Reproduce exactly the lines below from the one containing "Where can you spot the red" through the one containing "Where can you spot the handwritten", including both, and nothing else.

^^^^^^^^^^^^^^^^

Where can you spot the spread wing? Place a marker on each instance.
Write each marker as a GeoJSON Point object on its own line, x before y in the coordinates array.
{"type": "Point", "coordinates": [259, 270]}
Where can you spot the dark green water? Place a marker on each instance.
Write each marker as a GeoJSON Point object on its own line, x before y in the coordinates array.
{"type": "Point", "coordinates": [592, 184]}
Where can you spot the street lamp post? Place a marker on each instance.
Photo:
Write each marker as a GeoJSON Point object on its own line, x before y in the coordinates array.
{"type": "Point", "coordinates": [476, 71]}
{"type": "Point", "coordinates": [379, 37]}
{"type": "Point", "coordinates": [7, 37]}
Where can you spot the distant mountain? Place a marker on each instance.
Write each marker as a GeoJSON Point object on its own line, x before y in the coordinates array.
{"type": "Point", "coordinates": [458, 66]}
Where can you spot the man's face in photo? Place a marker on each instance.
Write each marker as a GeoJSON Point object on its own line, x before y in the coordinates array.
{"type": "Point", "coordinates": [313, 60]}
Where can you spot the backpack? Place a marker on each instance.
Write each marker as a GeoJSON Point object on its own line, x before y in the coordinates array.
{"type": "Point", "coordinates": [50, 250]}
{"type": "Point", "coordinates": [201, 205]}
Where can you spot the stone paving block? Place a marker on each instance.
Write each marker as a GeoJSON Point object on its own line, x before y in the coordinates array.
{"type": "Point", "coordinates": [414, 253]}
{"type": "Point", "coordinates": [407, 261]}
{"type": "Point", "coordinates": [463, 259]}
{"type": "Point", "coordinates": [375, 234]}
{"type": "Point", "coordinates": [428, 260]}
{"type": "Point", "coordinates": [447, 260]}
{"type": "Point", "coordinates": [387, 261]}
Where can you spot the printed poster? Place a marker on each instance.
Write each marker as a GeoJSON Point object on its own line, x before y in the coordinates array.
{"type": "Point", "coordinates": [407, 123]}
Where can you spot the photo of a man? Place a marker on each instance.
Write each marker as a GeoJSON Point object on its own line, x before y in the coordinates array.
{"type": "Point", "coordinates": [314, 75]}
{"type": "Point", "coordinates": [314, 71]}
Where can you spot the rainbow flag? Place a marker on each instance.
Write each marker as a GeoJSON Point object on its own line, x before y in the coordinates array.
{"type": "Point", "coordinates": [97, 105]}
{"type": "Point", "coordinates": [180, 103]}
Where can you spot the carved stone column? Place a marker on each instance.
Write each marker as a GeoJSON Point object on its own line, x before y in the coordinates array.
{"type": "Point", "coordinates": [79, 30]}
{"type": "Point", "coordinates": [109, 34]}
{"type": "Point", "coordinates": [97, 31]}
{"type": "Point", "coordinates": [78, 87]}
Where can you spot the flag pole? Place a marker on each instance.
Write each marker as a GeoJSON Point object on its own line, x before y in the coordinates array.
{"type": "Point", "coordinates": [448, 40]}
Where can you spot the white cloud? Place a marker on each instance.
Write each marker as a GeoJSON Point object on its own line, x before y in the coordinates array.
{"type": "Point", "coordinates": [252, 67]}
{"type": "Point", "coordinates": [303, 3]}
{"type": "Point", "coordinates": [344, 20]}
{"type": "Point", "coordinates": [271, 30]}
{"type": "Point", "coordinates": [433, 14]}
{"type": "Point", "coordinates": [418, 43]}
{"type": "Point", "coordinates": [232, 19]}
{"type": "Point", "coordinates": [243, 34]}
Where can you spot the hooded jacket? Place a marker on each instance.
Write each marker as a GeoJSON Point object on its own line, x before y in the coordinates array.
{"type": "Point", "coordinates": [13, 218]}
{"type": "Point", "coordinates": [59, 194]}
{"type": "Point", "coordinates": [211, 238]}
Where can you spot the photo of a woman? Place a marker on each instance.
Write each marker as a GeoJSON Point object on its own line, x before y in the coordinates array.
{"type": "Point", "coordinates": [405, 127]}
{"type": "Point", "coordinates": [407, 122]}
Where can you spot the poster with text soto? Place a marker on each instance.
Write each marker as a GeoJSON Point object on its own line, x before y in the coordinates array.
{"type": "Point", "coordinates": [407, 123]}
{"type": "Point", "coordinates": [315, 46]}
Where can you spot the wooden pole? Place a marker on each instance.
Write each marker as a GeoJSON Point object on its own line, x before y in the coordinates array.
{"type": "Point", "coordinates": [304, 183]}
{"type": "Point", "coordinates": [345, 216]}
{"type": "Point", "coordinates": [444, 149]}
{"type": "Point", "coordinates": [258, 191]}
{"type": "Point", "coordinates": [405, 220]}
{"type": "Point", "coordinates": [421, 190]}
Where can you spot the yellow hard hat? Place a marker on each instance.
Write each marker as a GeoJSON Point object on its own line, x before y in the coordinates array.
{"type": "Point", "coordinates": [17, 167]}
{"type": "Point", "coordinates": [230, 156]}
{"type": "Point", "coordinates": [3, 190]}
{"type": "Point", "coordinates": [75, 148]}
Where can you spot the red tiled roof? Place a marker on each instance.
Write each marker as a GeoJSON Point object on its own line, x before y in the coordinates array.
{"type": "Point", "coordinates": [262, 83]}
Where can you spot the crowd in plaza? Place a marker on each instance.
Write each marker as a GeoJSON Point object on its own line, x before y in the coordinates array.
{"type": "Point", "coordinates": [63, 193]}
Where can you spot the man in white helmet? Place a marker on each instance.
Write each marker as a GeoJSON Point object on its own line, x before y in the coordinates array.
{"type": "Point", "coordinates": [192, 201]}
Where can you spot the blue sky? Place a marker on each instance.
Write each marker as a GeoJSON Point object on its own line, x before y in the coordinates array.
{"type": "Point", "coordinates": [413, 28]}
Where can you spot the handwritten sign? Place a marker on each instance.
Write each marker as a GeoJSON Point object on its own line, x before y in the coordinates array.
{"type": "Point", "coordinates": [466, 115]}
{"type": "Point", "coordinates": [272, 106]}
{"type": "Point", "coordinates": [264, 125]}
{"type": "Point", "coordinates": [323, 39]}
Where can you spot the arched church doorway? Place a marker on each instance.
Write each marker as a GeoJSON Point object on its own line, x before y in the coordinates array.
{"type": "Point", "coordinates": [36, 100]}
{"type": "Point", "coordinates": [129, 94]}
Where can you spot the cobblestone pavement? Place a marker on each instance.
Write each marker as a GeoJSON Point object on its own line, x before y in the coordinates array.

^^^^^^^^^^^^^^^^

* [Response]:
Where can you spot the red tiled roof? Place a marker on each instance.
Write each marker as a GeoJSON Point object on its own line, x before y in the coordinates array.
{"type": "Point", "coordinates": [262, 83]}
Where can you spot the crowd in plaza? Place a marker on each instance.
Write each marker as a GeoJSON Point object on its own line, x before y in the coordinates array.
{"type": "Point", "coordinates": [63, 193]}
Where can you spot the man in white helmet? Place a marker on each instance.
Write each marker as a GeoJSON Point object on its own line, x before y in the coordinates array.
{"type": "Point", "coordinates": [192, 201]}
Where can you spot the blue sky? Place a marker on each instance.
Write each marker as a GeoJSON Point object on its own line, x before y in the coordinates array.
{"type": "Point", "coordinates": [413, 28]}
Where can you spot the handwritten sign? Place a marker on each instance.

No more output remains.